■ **Extracted data**
-------

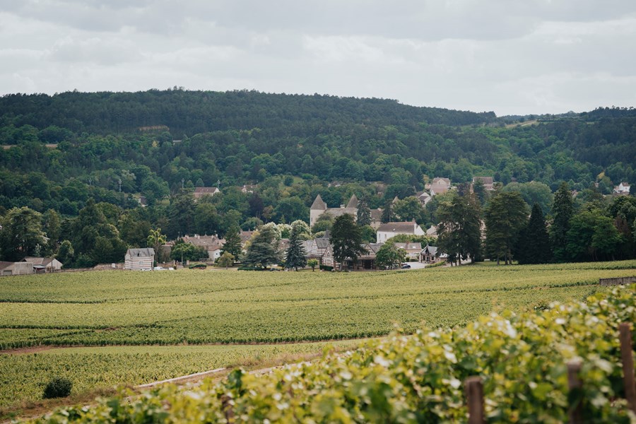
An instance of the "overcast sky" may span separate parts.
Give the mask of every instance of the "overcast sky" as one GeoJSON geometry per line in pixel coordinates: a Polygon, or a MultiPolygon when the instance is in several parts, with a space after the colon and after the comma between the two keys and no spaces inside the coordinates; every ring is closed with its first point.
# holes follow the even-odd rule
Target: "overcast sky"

-------

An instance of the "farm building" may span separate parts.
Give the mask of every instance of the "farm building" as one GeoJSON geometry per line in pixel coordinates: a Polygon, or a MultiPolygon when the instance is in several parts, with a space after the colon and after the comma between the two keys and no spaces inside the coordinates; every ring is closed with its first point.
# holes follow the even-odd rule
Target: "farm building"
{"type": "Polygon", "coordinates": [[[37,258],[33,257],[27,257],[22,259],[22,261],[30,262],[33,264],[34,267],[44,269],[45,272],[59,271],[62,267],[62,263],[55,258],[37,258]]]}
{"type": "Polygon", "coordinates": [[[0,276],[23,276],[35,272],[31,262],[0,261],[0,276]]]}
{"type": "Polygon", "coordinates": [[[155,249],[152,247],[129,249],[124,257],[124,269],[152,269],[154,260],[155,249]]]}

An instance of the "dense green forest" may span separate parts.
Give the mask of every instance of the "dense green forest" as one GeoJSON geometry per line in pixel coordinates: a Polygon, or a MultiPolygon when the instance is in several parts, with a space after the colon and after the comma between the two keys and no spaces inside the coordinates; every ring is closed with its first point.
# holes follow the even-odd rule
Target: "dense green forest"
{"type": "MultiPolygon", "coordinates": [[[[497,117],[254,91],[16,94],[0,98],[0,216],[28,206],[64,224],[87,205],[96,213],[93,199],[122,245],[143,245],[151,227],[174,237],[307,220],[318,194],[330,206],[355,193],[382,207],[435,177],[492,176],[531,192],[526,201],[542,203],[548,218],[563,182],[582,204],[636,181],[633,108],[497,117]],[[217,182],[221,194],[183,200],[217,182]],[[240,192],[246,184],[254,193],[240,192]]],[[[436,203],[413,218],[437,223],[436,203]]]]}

-------

■ **Instructions to follow**
In the data above, how many lines contain the string "span"? Reply with the number only.

■ **Answer for the task**
3